About this exercise -> Each record should be written out exactly as given.

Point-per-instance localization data
◇ ◇ ◇
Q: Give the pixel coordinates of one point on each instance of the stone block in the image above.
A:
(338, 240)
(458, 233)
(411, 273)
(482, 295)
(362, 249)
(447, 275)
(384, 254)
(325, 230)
◇ ◇ ◇
Task result ->
Q: Give the pixel coordinates of one point on each instance of the stone block in the image above.
A:
(338, 240)
(458, 233)
(411, 273)
(482, 295)
(362, 249)
(447, 275)
(384, 254)
(325, 230)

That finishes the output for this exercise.